*TO BE DONE*.
Copy every entry word for word, but skip the pictures.
>> BEGIN
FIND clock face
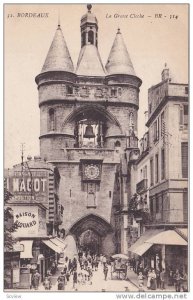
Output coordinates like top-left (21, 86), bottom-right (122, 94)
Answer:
top-left (84, 165), bottom-right (100, 179)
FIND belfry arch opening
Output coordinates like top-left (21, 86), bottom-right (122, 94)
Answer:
top-left (62, 105), bottom-right (122, 148)
top-left (70, 214), bottom-right (114, 254)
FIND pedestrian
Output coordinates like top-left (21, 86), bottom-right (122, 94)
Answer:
top-left (63, 263), bottom-right (68, 274)
top-left (138, 272), bottom-right (144, 286)
top-left (57, 271), bottom-right (65, 290)
top-left (174, 269), bottom-right (183, 292)
top-left (103, 264), bottom-right (108, 280)
top-left (138, 283), bottom-right (145, 292)
top-left (32, 270), bottom-right (40, 290)
top-left (66, 271), bottom-right (70, 282)
top-left (43, 277), bottom-right (51, 290)
top-left (137, 263), bottom-right (143, 275)
top-left (133, 258), bottom-right (136, 273)
top-left (160, 269), bottom-right (166, 290)
top-left (182, 271), bottom-right (188, 292)
top-left (168, 268), bottom-right (174, 286)
top-left (102, 255), bottom-right (107, 266)
top-left (73, 269), bottom-right (78, 291)
top-left (147, 269), bottom-right (152, 289)
top-left (155, 269), bottom-right (160, 289)
top-left (151, 269), bottom-right (157, 290)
>> END
*COMPLETED EXERCISE*.
FIND clock face
Output coordinates like top-left (21, 86), bottom-right (122, 94)
Answer:
top-left (84, 165), bottom-right (100, 179)
FIND belfry arch opening
Output coordinates like top-left (21, 86), bottom-right (122, 94)
Answer:
top-left (62, 105), bottom-right (122, 148)
top-left (70, 214), bottom-right (114, 254)
FIND pedestrian
Output coordinates like top-left (21, 86), bottom-right (122, 94)
Answer:
top-left (63, 263), bottom-right (68, 274)
top-left (138, 272), bottom-right (144, 286)
top-left (57, 271), bottom-right (65, 290)
top-left (174, 269), bottom-right (183, 292)
top-left (103, 264), bottom-right (108, 280)
top-left (138, 283), bottom-right (145, 292)
top-left (32, 270), bottom-right (40, 290)
top-left (66, 271), bottom-right (70, 282)
top-left (43, 277), bottom-right (51, 290)
top-left (137, 263), bottom-right (143, 275)
top-left (133, 258), bottom-right (136, 273)
top-left (160, 269), bottom-right (166, 290)
top-left (182, 271), bottom-right (188, 292)
top-left (168, 268), bottom-right (174, 286)
top-left (102, 255), bottom-right (107, 266)
top-left (73, 269), bottom-right (78, 291)
top-left (147, 269), bottom-right (152, 289)
top-left (155, 269), bottom-right (160, 289)
top-left (151, 269), bottom-right (157, 290)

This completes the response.